• [Aim 1]
In the semaphore and channel text, can you give the passage from "Like the connections, the" up to and including "data between endpoints." again, swapping "asymmetric" for "one-sided"?
• [Aim 2]
Resume the semaphore and channel text right after its last sentence.

• [Source excerpt]
|---|
SemaphoreStub and Semaphore

After a connection is established, both endpoints know how to communicate with each other. Now, we need a way to synchronize the communication. This is where Semaphore comes into play. A Semaphore provides a synchronization mechanism that allows one endpoint to signal the other or wait for a signal from the other endpoint.

To construct a Semaphore, we first need to create a SemaphoreStub using the connection from each endpoint. A SemaphoreStub holds one endpoint’s resource for a Semaphore, and a Semaphore is constructed using two SemaphoreStubs, one from each endpoint.

// From gpu_ping_pong.cu, lines 77 and 83
mscclpp::SemaphoreStub semaStub0(conn0);
mscclpp::SemaphoreStub semaStub1(conn1);

The SemaphoreStubs are created using the connections established earlier. They are then exchanged between the two endpoints to create a Semaphore:

// From gpu_ping_pong.cu, lines 88 and 98
mscclpp::Semaphore sema0(/*localSemaphoreStub*/ semaStub0, /*remoteSemaphoreStub*/ semaStub1);
mscclpp::Semaphore sema1(/*localSemaphoreStub*/ semaStub1, /*remoteSemaphoreStub*/ semaStub0);

Like the connections, the Semaphore is also asymmetric. Each endpoint has its own Semaphore, which is constructed using its own SemaphoreStub and the other endpoint’s SemaphoreStub. SemaphoreStubs can be serialized and sent to other processes in the same way as endpoints.

Channel

Semaphores can be used to synchronize operations between endpoints, but they do not provide a way to transfer data. To facilitate data transfer, we introduce the concept of Channel. A Channel is built on top of a semaphore and allows for the transfer of data between endpoints.

However, since this ping-pong example doesn’t need to transfer any data, we construct a BaseMemoryChannel that is a shallow wrapper around a Semaphore but does not associate with any memory region for data transfer. We will introduce more advanced channels in later tutorials.

// From gpu_ping_pong.cu, lines 89 and 99
mscclpp::BaseMemoryChannel memChan0(sema0);
mscclpp::BaseMemoryChannel memChan1(sema1);

To let the application (GPU kernels) use the channels, we need to obtain the device handles for the channels. The device handle is a lightweight object that can be passed to GPU kernels to perform operations on the channel. Different types of channels have different device handle types.

// From gpu_ping_pong.cu, lines 90 and 100
mscclpp::BaseMemoryChannelDeviceHandle memChanHandle0 = memChan0.deviceHandle();
mscclpp::BaseMemoryChannelDeviceHandle memChanHandle1 = memChan1.deviceHandle();

The device handles are then copied to the GPU memory and passed to the GPU kernels for execution. For example:

// From gpu_ping_pong.cu, lines 91-93
void *devHandle0;
MSCCLPP_CUDATHROW(cudaMalloc(&devHandle0, sizeof(mscclpp::BaseMemoryChannelDeviceHandle)));
MSCCLPP_CUDATHROW(cudaMemcpy(devHandle0, &memChanHandle0, sizeof(memChanHandle0), cudaMemcpyHostToDevice));

// From gpu_ping_pong.cu, line 108
gpuKernel0<<<1, 1>>>(reinterpret_cast<mscclpp::BaseMemoryChannelDeviceHandle *>(devHandle0), iter);

// From gpu_ping_pong.cu, lines 26-35
__global__ void gpuKernel0(mscclpp::BaseMemoryChannelDeviceHandle *devHandle, int iter) {
  if (threadIdx.x + blockIdx.x * gridDim.x == 0) {
    for (int i = 0; i < iter; ++i) {
      devHandle->relaxedWait();
      // spin for a few ms
      spin_cycles(1e7);
      devHandle->relaxedSignal();
    }
  }
}

The kernel code will be explained in the next section.
|---|
• [Dataset content]
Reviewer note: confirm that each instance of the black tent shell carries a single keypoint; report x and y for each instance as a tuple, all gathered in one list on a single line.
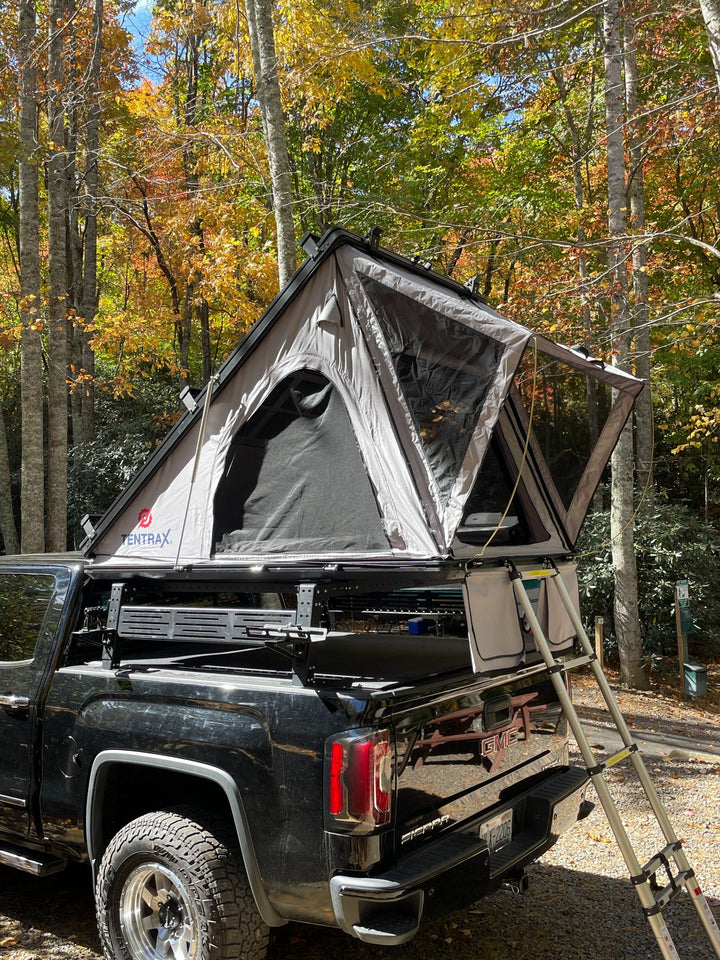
|---|
• [Response 1]
Like the connections, the Semaphore is also one-sided. Each endpoint has its own Semaphore, which is constructed using its own SemaphoreStub and the other endpoint’s SemaphoreStub. SemaphoreStubs can be serialized and sent to other processes in the same way as endpoints.

Channel

Semaphores can be used to synchronize operations between endpoints, but they do not provide a way to transfer data. To facilitate data transfer, we introduce the concept of Channel. A Channel is built on top of a semaphore and allows for the transfer of data between endpoints.

• [Response 2]
Tip

If your application (GPU kernel) needs to access the device handle very frequently with low latency requirements, you can consider either of the following approaches:

Use constant memory to store the device handle, which allows faster access by storing the handle in a read-only memory region on the GPU. However, since constant memory is limited in size, this approach may not be suitable if other parts of the application also require constant memory.
Copy the device handle into the GPU’s shared memory, which incurs a one-time cost of copying the handle from global memory to shared memory, but allows faster access thereafter.

Channel Interfaces in GPU Kernels

In the GPU kernels of this example, we use the relaxedSignal() and relaxedWait() methods of the BaseMemoryChannelDeviceHandle to synchronize operations between the two GPUs. The relaxedWait() method blocks the calling thread until it receives a signal from the other GPU, while relaxedSignal() sends a signal to the other GPU. To demonstrate the synchronization, we put a spin loop of 10 million clock cycles (which takes a few milliseconds) on one side of the ping-pong (GPU 0) and check if the elapsed time is greater than 1 millisecond on the other side (GPU 1).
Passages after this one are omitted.